A run of listing

-- begin --

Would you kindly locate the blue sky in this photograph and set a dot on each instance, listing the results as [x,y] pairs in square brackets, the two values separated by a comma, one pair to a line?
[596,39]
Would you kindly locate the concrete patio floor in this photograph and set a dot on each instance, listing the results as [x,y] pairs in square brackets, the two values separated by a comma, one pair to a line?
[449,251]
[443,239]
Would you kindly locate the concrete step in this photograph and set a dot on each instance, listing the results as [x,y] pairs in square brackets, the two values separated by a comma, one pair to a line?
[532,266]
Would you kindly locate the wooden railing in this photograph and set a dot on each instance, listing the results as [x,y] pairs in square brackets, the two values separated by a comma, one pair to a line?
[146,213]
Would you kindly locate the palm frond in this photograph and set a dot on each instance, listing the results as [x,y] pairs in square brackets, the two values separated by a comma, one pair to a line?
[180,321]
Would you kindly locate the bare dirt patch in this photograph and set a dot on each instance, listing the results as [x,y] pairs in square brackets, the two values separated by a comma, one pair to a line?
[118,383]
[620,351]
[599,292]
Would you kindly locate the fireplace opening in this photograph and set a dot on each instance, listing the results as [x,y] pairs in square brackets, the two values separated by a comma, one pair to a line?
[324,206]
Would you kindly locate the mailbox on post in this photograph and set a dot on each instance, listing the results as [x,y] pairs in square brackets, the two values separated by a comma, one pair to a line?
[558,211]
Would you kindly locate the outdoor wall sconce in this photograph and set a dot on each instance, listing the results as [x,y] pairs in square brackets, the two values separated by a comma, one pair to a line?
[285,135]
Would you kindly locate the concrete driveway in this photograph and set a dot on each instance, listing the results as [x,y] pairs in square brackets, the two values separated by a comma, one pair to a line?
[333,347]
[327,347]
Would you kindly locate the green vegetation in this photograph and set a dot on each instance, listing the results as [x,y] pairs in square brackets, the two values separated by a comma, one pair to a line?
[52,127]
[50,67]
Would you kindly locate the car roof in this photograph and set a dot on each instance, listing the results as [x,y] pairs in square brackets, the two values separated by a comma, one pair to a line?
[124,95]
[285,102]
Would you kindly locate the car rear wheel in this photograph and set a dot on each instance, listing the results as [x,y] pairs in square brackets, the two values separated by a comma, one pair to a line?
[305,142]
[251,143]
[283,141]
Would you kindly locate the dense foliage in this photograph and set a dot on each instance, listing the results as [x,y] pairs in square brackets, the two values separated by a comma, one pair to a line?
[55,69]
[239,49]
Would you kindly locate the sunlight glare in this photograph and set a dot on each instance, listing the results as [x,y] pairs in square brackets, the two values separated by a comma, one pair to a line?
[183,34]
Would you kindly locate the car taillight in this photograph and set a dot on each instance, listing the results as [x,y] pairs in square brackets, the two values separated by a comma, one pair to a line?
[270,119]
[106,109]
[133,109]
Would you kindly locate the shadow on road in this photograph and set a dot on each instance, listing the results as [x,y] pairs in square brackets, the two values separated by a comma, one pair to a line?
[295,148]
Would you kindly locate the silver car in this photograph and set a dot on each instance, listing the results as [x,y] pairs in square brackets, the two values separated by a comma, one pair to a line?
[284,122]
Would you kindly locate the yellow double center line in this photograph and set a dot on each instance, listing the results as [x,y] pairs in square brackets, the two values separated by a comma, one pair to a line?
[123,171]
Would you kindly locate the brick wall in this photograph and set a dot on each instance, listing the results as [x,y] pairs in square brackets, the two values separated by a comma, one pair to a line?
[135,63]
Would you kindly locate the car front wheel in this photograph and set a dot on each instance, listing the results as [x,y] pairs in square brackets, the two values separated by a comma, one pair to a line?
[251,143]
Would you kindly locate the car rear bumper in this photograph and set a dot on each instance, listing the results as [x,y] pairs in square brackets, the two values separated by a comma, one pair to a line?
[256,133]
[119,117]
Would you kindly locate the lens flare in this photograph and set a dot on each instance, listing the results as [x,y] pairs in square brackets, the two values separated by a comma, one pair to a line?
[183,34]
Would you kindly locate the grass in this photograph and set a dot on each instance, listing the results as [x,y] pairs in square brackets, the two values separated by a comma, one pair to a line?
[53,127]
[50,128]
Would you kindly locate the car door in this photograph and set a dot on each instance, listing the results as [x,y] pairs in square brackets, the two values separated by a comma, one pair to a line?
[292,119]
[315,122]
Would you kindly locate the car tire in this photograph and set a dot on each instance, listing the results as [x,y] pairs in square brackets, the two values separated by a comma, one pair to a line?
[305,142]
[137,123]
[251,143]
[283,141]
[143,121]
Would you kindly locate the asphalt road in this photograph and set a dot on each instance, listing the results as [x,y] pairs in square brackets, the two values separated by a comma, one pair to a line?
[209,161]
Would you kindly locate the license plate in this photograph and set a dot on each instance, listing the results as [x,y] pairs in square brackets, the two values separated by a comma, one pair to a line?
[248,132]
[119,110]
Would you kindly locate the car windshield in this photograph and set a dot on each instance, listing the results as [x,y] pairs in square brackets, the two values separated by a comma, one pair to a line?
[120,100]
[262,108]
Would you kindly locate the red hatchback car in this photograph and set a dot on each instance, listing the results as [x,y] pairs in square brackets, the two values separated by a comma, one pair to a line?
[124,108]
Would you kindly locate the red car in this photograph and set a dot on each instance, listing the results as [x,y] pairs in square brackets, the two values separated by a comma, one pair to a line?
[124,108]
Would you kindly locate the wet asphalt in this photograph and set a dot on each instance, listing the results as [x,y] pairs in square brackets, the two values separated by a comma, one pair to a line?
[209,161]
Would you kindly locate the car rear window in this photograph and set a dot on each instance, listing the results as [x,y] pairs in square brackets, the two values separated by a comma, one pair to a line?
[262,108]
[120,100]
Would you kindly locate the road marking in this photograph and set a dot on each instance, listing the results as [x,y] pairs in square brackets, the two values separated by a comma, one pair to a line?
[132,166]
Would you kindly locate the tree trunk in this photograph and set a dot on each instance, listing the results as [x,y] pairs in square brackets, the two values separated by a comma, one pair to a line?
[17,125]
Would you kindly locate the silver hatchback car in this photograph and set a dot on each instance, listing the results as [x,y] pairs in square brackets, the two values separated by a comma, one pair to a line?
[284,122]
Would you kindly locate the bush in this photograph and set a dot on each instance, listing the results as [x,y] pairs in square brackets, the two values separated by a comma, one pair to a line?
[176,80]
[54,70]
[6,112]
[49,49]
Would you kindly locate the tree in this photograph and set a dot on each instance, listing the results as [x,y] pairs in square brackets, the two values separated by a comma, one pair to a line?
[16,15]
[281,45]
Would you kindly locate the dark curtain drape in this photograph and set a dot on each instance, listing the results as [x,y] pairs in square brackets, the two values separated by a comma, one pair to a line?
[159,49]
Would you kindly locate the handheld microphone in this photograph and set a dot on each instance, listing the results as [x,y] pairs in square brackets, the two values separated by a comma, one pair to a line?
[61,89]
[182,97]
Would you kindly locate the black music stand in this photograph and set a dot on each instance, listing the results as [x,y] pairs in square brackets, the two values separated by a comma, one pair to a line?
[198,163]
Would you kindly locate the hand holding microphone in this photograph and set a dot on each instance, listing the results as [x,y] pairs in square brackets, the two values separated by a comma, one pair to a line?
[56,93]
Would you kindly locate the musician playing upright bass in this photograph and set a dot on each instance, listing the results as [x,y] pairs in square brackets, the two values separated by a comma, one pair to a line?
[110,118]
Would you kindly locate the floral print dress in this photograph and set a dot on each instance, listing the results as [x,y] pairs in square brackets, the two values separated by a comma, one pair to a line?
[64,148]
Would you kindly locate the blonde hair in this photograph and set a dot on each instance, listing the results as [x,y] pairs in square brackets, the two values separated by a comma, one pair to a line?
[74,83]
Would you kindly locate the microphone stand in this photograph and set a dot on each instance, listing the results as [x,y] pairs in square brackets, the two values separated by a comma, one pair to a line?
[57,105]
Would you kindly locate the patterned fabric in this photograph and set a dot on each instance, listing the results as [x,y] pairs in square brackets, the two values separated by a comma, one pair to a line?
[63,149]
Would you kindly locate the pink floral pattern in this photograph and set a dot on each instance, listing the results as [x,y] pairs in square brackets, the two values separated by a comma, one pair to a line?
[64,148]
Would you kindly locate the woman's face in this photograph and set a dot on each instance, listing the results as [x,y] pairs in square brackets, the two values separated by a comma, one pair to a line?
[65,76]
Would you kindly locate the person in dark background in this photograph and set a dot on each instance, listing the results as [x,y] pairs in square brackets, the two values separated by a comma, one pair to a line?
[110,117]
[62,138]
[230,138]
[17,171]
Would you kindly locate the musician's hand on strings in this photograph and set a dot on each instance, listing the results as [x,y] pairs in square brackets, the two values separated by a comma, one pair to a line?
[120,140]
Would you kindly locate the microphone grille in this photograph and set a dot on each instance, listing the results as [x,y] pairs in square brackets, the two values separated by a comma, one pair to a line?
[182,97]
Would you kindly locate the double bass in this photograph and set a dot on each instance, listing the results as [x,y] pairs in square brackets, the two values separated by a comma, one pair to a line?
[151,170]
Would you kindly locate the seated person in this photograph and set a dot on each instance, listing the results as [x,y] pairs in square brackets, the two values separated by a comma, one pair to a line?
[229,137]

-- end --

REQUIREMENT ::
Could you rewrite the listing from the line containing "Would you kindly locate the microphone grille" through the end of the listing, swapping "set a dot" for "place a marker" and keeping everything else the same?

OUTPUT FOR THIS TASK ::
Would you kindly locate the microphone grille in this photograph and place a marker on each instance, listing the results as [x,y] pairs in square brackets, the two values separated by a comma, one pair to a line?
[182,97]
Would you kindly locate the double bass in this photograph and place a marker on each instance, listing the results as [x,y] pairs in square brackets, the two values separated by a comma, one pair to a line?
[151,170]
Would you kindly locate the seated person in this photograph and place a marker on each instance, listing the results as [x,y] pairs in square brackets, the two values separated by a comma, one pair to a line?
[229,137]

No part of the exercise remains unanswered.